**DOCUMENT EXTRACT:**
------------------------------------
The CHIM already has been used in a clinical trial at GWU to test a hookworm vaccine that’s being developed with partners at Baylor College of Medicine. The vaccine is designed to provide protection by targeting the hookworm’s ability to digest blood from its human hosts.  

Volunteers in the trial — who receive either the vaccine or placebo – are “challenged” with hookworm infections by placing live hookworm larvae on gauze and applying it to their skin. Diemert said researchers have just begun analyzing the results and early evidence indicated that one of the vaccine formulations provided protection. He said there are also plans to conduct additional challenge trials in Brazil.  

His colleague Maria Elena Bottazzi, PhD, Senior Associate Dean of the National School of Tropical Medicine at Baylor, noted that the current approach to fighting the disease — mass drug administration with anti-parasitic medications — is insufficient because, in places where hookworms are common, infections inevitably return. She said the vaccine would be intended to prevent re-infection in people who already have undergone treatment.  

“A vaccine would be revolutionary because helminth infections are a major burden in areas where people are infected by other diseases like malaria,” she said. “For example, both diseases cause anemia and if you control one, you are going to still have this problem caused by the other.”
------------------------------------
**RAW DATA:**
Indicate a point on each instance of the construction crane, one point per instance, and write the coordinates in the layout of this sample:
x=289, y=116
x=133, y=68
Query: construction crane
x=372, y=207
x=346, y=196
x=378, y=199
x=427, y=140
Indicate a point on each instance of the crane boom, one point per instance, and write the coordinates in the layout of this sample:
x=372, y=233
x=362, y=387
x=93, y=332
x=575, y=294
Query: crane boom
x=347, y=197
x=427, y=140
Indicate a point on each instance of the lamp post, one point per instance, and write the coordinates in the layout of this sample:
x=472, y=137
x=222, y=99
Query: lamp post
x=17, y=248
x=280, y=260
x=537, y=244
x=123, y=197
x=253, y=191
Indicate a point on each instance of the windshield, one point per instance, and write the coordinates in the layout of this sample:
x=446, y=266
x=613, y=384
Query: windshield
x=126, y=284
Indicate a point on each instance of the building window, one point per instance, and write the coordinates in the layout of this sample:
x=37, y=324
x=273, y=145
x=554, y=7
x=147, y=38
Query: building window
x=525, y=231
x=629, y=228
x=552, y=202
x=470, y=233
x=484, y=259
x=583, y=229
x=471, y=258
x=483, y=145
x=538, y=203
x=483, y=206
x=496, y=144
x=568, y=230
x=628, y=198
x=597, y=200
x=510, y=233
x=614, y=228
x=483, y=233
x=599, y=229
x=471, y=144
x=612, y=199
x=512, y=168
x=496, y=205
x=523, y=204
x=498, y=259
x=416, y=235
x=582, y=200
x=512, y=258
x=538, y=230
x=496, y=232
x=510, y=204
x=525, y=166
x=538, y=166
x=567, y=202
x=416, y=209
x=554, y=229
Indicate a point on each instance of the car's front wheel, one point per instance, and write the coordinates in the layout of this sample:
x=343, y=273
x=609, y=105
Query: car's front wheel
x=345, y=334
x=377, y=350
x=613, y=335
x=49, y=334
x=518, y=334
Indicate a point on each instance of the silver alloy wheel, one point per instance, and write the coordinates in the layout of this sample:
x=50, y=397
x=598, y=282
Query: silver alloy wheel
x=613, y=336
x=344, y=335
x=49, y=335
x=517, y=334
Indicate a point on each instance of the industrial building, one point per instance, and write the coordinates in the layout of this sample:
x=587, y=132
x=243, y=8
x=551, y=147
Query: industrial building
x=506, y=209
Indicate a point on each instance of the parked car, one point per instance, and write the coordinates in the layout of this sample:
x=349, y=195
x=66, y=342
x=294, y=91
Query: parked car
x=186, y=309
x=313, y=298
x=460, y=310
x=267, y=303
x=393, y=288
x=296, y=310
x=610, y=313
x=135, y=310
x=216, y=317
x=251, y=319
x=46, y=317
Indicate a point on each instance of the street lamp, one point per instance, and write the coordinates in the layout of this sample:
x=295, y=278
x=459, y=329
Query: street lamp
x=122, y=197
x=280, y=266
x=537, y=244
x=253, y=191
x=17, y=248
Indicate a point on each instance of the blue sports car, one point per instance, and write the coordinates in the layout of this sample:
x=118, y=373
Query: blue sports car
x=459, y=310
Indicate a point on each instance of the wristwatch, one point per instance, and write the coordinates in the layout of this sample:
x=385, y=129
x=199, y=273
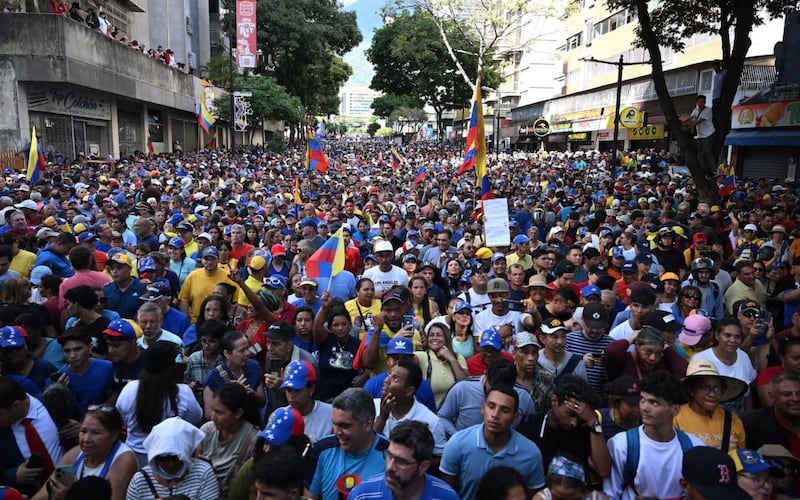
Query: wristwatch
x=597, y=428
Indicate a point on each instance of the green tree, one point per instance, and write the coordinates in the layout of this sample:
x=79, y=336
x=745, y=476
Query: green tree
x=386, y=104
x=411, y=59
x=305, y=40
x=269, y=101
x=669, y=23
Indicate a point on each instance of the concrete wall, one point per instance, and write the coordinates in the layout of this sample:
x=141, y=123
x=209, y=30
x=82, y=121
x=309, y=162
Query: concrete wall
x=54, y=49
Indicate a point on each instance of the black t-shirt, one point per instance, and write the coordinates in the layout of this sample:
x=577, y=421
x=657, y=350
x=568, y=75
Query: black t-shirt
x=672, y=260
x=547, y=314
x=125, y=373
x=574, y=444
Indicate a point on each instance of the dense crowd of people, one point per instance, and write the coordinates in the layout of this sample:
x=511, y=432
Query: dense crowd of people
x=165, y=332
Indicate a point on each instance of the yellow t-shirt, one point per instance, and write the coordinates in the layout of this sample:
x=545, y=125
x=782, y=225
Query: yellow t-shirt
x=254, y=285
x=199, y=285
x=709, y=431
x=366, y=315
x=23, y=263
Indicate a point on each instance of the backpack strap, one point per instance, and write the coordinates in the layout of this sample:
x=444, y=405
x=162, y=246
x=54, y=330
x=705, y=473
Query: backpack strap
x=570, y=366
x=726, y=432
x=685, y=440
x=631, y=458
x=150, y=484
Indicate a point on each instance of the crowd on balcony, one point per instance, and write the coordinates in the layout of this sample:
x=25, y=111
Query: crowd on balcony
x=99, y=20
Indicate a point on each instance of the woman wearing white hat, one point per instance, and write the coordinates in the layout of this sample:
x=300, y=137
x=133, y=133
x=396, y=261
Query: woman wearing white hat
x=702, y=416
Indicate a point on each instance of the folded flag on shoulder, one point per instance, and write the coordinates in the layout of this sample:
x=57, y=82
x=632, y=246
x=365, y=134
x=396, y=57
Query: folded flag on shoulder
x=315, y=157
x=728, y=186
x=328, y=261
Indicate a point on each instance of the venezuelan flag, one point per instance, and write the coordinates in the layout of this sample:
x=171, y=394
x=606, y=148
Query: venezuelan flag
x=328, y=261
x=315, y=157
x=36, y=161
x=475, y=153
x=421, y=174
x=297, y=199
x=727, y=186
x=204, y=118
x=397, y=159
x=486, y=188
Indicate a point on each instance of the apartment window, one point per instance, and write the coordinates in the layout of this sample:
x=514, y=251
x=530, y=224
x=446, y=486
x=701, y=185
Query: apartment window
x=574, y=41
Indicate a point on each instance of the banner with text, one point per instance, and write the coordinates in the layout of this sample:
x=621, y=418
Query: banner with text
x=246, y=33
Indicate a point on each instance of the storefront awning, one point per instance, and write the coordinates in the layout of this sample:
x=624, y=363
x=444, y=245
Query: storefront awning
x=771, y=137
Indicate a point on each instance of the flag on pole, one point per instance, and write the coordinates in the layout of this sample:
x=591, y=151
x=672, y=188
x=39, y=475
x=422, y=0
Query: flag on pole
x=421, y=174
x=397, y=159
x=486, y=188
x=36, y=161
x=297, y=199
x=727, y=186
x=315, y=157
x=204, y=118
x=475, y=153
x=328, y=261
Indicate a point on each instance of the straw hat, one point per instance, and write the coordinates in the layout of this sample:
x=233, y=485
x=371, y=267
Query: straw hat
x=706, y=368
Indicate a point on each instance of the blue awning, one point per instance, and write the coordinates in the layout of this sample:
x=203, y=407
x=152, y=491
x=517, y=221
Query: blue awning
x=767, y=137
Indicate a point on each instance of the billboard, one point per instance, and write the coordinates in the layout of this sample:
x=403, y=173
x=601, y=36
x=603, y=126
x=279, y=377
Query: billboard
------------------------------------
**TASK TO COMPLETE:** Extend the article about the hookworm vaccine trial, starting right after its final quoted sentence.

**EXERCISE RESPONSE:**
Bottazzi also noted that hookworm infections are immune-suppressive and may have a negative impact on how children respond to vaccination against a number of diseases. 

A CHIM for Zika 

Also on Saturday, an infectious disease expert from Johns Hopkins Bloomberg School of Public Health presented new results from the world’s first “controlled human infection” study with Zika virus. It showed two strains of the virus can be safely and effectively used to deliberately infect human volunteers, a major advance for Zika vaccine development — and for understanding more about the disease.  

Infections with the mosquito-borne virus — which experts fear may be ripe for sparking new epidemics — are typically mild or asymptomatic. But vaccines are needed to prevent infections during pregnancy that, during the 2016 outbreak in the Americas, were linked to severe birth defects and disabilities among fetuses and newborns.  

Zika transmission in the hotspots of the 2016 outbreak is very low at the moment. But there are concerns the disease can re-emerge more intensely on roughly 10-year cycles, meaning a new outbreak could occur in just a few years, said Anna Durbin, MD, an expert in vaccines for mosquito-borne diseases at the Bloomberg School who led the Zika controlled infection study.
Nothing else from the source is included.